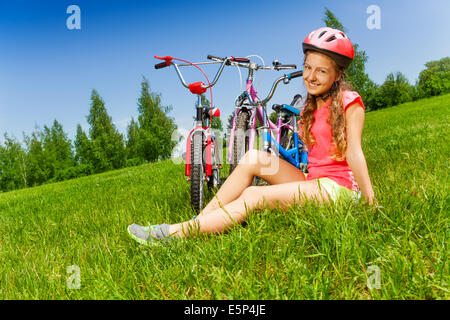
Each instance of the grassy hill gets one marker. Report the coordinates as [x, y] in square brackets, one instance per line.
[309, 252]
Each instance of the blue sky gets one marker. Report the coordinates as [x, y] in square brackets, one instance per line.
[47, 72]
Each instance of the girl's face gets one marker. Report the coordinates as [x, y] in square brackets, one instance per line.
[319, 73]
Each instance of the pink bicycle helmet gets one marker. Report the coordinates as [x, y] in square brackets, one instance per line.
[332, 42]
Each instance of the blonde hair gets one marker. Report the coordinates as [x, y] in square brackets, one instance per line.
[336, 118]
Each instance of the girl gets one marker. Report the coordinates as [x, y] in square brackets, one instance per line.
[331, 125]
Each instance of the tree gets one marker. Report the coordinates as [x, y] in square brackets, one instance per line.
[395, 90]
[82, 147]
[435, 80]
[107, 145]
[38, 164]
[57, 148]
[155, 127]
[13, 166]
[132, 144]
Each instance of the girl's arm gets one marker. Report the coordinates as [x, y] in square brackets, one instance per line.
[354, 119]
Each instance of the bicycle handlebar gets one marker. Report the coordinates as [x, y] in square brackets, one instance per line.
[161, 65]
[285, 78]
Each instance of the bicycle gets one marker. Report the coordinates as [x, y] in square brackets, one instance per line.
[201, 142]
[243, 130]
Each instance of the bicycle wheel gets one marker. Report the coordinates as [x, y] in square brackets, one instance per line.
[240, 143]
[197, 176]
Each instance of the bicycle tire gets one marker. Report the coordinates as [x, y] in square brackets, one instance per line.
[240, 142]
[197, 171]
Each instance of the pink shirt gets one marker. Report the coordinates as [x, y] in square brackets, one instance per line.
[320, 164]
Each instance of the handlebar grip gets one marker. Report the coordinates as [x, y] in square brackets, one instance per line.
[295, 74]
[288, 66]
[211, 57]
[243, 60]
[161, 65]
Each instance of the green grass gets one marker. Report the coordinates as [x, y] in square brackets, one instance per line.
[308, 252]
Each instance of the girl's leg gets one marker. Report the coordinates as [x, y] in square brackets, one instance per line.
[254, 197]
[254, 163]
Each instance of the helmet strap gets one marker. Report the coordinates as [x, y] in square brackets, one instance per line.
[327, 94]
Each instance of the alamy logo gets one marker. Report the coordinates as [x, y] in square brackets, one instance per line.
[374, 20]
[74, 280]
[374, 279]
[74, 20]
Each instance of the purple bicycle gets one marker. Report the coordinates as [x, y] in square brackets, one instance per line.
[250, 109]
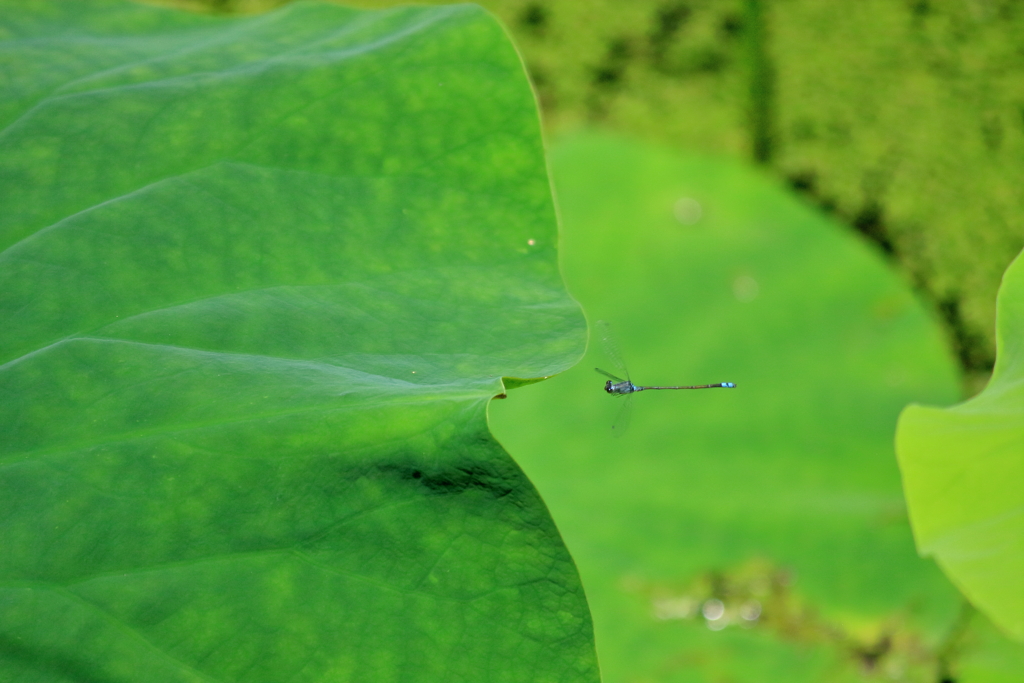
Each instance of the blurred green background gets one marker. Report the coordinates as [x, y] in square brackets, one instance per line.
[904, 119]
[761, 535]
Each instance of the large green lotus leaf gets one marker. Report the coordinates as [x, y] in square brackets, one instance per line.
[964, 473]
[782, 493]
[259, 279]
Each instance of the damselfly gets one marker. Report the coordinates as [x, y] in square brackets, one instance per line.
[617, 386]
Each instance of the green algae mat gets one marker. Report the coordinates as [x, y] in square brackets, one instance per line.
[964, 469]
[259, 279]
[757, 534]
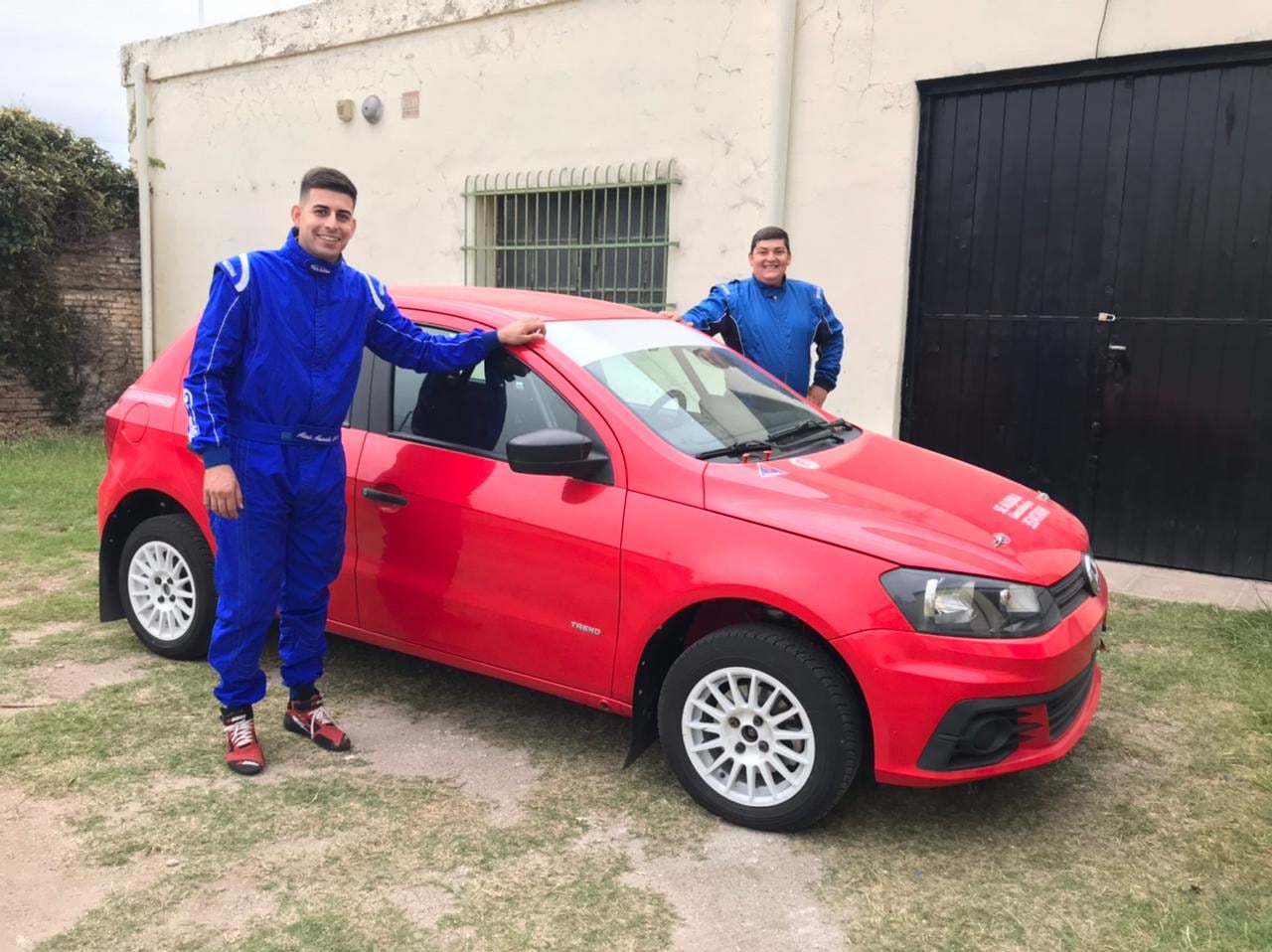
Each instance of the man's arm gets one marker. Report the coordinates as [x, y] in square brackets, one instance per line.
[709, 316]
[828, 339]
[213, 364]
[396, 339]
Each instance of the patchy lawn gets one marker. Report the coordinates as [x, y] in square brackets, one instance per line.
[473, 815]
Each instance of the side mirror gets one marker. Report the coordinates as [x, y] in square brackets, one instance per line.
[555, 453]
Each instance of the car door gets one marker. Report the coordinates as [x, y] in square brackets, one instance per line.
[459, 554]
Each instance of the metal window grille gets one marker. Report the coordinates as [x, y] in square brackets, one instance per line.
[596, 234]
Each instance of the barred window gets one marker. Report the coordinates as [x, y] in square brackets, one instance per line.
[595, 234]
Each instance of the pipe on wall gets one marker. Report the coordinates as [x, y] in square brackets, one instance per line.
[141, 105]
[784, 82]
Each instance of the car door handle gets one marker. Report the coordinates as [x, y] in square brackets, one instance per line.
[381, 497]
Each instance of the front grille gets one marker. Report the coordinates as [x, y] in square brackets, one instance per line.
[1070, 592]
[1063, 706]
[985, 732]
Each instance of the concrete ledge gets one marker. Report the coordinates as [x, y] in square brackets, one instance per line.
[1175, 585]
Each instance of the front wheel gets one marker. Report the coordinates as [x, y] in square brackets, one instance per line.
[166, 585]
[761, 726]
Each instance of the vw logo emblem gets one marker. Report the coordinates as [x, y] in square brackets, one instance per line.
[1093, 574]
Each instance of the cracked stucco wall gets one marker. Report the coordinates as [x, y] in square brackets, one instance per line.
[507, 85]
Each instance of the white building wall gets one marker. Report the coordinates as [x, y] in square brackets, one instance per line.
[240, 111]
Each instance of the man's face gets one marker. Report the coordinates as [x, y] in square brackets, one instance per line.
[770, 259]
[325, 223]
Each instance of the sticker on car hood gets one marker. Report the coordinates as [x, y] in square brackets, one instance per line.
[1023, 511]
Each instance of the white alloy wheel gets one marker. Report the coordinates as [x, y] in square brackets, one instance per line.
[162, 590]
[748, 735]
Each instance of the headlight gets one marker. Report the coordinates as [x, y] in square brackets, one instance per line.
[968, 606]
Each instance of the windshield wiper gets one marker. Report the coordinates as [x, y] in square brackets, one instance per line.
[747, 445]
[805, 426]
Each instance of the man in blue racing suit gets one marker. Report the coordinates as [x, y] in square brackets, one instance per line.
[776, 321]
[271, 381]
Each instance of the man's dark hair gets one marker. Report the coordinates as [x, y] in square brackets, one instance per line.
[770, 234]
[328, 178]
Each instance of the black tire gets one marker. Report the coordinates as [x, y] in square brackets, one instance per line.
[819, 704]
[172, 602]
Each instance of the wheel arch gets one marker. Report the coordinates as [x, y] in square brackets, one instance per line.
[131, 512]
[689, 625]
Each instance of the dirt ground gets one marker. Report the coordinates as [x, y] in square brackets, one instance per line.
[755, 887]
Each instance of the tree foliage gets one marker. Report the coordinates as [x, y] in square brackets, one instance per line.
[56, 190]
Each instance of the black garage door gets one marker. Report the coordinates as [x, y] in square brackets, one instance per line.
[1091, 297]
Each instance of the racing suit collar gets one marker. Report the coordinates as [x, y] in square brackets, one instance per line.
[770, 290]
[305, 261]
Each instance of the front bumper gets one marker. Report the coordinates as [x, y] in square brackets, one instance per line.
[948, 711]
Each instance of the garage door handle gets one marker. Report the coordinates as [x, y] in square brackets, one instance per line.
[380, 497]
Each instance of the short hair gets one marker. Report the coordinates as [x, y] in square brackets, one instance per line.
[770, 234]
[331, 180]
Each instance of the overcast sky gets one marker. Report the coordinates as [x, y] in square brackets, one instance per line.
[60, 59]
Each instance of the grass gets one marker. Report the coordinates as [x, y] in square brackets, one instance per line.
[1154, 834]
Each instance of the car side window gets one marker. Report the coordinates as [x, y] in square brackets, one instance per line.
[482, 407]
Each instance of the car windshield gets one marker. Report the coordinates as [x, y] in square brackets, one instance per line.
[698, 395]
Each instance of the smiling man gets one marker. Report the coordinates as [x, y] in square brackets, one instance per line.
[271, 381]
[776, 321]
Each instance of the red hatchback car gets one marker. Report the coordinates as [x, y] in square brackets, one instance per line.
[631, 516]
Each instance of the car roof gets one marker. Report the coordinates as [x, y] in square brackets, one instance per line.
[499, 306]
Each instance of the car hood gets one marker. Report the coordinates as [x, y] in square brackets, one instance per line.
[904, 504]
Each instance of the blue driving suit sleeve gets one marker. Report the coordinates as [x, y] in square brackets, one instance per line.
[713, 312]
[396, 339]
[214, 362]
[828, 339]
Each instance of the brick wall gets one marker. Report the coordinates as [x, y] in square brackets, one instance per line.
[100, 281]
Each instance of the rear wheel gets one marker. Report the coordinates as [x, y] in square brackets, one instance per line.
[761, 726]
[166, 587]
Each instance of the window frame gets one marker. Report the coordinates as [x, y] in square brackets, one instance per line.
[383, 385]
[562, 219]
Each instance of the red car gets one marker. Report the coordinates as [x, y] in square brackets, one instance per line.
[631, 516]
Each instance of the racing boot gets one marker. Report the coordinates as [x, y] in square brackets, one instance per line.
[243, 752]
[309, 717]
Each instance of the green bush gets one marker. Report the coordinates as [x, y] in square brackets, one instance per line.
[56, 190]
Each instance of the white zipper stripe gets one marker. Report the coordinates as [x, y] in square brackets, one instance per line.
[212, 354]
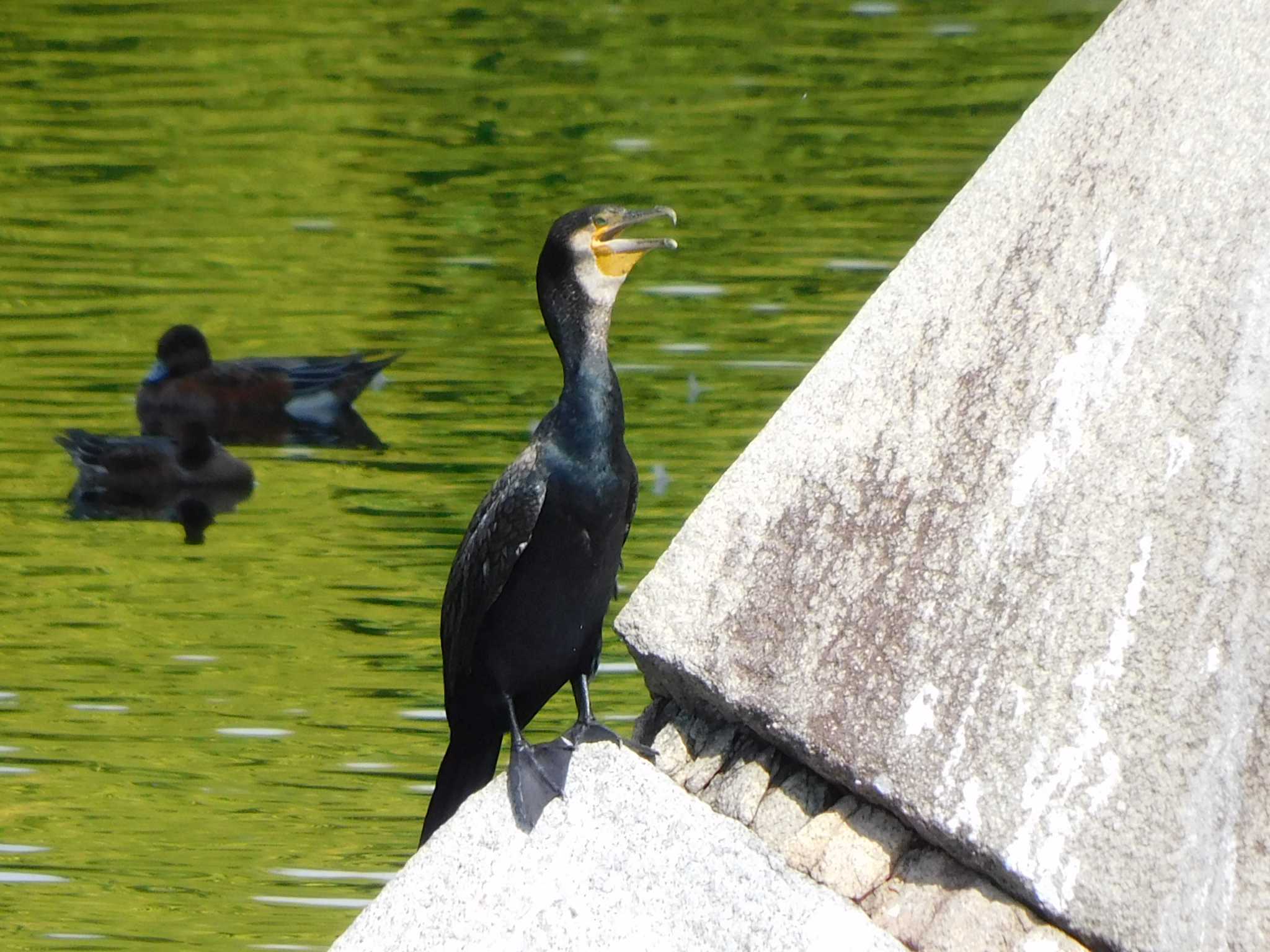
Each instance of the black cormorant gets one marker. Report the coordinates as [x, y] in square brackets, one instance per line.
[531, 582]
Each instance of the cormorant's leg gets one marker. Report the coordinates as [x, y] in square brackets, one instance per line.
[588, 729]
[536, 775]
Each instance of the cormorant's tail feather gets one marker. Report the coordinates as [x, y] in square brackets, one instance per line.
[468, 765]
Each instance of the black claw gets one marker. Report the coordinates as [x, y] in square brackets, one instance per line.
[593, 731]
[535, 777]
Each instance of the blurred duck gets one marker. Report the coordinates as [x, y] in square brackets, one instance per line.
[149, 466]
[153, 478]
[260, 400]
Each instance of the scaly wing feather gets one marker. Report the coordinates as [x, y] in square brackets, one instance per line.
[497, 535]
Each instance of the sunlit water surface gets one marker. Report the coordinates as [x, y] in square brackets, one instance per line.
[231, 746]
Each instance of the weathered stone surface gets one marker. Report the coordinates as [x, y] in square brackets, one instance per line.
[710, 744]
[934, 904]
[808, 845]
[1013, 534]
[626, 861]
[738, 791]
[1047, 938]
[786, 808]
[672, 748]
[863, 856]
[851, 848]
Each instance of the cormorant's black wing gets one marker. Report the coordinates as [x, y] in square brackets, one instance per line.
[498, 534]
[631, 503]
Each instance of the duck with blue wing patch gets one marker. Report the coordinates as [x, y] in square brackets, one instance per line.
[258, 400]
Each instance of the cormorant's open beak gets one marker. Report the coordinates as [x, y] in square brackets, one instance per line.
[616, 255]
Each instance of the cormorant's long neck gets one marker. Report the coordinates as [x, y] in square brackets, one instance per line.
[591, 402]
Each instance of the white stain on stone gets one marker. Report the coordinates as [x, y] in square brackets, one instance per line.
[920, 715]
[1180, 450]
[1021, 705]
[1059, 791]
[1108, 259]
[1086, 379]
[967, 815]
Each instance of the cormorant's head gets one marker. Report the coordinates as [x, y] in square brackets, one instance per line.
[182, 350]
[588, 245]
[584, 265]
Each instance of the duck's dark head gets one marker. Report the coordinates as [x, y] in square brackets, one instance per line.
[182, 350]
[195, 447]
[195, 516]
[584, 265]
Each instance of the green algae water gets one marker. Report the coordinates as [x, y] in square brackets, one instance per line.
[230, 747]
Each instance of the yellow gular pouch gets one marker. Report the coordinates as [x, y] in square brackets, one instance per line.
[615, 265]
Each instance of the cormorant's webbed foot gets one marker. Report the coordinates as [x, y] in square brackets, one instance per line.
[536, 777]
[588, 730]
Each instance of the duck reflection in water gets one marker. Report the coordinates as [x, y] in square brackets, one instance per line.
[257, 400]
[189, 482]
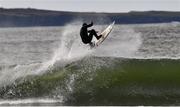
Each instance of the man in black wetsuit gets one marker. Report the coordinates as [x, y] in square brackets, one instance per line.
[87, 35]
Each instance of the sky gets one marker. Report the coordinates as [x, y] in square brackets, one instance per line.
[95, 5]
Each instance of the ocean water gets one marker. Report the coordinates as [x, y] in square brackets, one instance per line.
[137, 64]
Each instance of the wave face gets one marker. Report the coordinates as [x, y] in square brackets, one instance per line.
[135, 65]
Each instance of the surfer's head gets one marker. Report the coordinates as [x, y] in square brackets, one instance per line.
[84, 24]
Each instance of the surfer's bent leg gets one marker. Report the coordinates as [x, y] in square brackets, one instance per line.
[93, 32]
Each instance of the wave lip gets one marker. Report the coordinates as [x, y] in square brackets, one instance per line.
[31, 101]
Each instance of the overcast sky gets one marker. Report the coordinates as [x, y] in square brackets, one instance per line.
[95, 5]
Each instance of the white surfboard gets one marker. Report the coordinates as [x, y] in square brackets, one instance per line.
[104, 34]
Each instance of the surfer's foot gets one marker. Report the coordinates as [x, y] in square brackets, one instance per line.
[99, 37]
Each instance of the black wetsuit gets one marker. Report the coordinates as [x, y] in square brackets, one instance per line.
[87, 35]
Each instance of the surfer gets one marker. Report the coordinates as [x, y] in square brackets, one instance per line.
[87, 35]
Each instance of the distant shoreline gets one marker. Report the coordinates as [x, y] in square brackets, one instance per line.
[33, 17]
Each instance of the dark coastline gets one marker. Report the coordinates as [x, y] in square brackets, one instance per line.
[34, 17]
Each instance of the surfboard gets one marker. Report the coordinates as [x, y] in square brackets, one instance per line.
[104, 34]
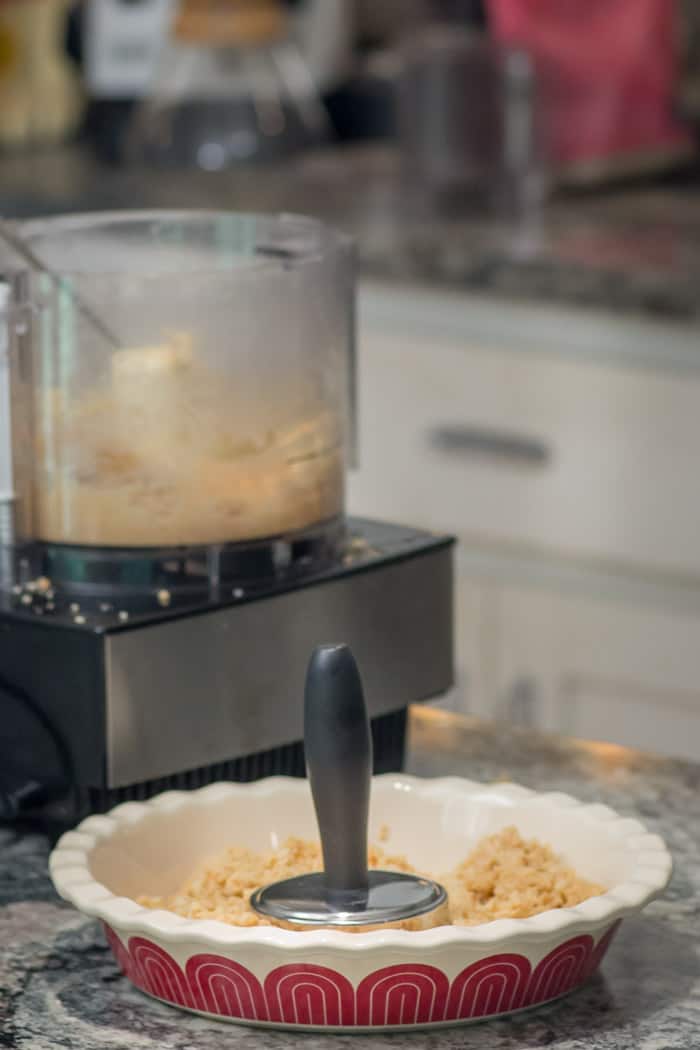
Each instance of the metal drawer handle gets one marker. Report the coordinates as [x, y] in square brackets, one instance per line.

### [WHAT YOU WILL DO]
Copy, without the pictures, exactly the lines from the line with "Each instance of the wave face" through the end of the material above, both ends included.

### [SOLVED PROBLEM]
Each instance of the wave face gets one marker. Report the coordinates as [x, y] in square brackets, one instance per line.
[135, 65]
Each instance of the surfer's head gets one marker. Report the coordinates as [x, y] in square brackets, one instance per line.
[84, 24]
Each instance of the surfer's bent leg gets one marker. Report the coordinates as [x, y] in square brackets, one instance per line.
[93, 32]
Each instance of the wave lip gets one marker. Report the coordinates as [x, y] in square brackets, one instance per line.
[31, 101]
Each instance of the overcast sky gets one marker. Report the coordinates as [x, y] in square brackets, one instance per line.
[95, 5]
Each instance of the white surfboard gets one marker. Report the coordinates as [x, y] in square brackets, one instance per line.
[104, 34]
Each instance of the surfer's foot gets one marker. Report the coordinates as [x, y] in square brackets, one instance per line.
[99, 37]
Each instance of the black wetsuit gets one marker. Report the coordinates as [x, y] in square brackets, one instance per line.
[87, 35]
Each instance of the surfer gets one marker. Report the coordinates as [x, y] in square brackets, one instance per line.
[87, 35]
Each instance of the distant shoreline gets one marker. Report the coordinates as [x, y] in square brackets, one instance per line.
[33, 17]
Each instance of the dark coastline gets one marker. Report the coordinates as [x, y] in square brackets, one instance per line.
[34, 17]
Each instance of the surfboard gets one marker. Report the coordinates as [x, y] in square brackets, one instance per line.
[104, 34]
Each instance of the metal drawer handle gets one marker. Report the coordinates as [x, y] in square brackets, one instance per line.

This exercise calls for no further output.